» YOUR OBJECTIVE: Rescale the items below by writing out every line again, requests included, with each x and y coordinate in the answers multiplied by 1.65 and rounded to a whole number, halves going up. Apply this to all items, and leave the requests and their sample coordinates unchanged.

[Object pointing dataset rows]

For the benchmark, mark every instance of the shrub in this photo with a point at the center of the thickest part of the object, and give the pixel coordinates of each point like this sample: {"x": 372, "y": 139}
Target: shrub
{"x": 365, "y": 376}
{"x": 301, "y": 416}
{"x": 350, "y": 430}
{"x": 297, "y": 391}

» COMPLETE RESPONSE:
For the benchmark, mark every instance of the shrub in this photo with a point at the center of the thickest part of the object, and give the pixel coordinates of each point like this sample: {"x": 372, "y": 139}
Target: shrub
{"x": 602, "y": 620}
{"x": 497, "y": 686}
{"x": 578, "y": 710}
{"x": 490, "y": 645}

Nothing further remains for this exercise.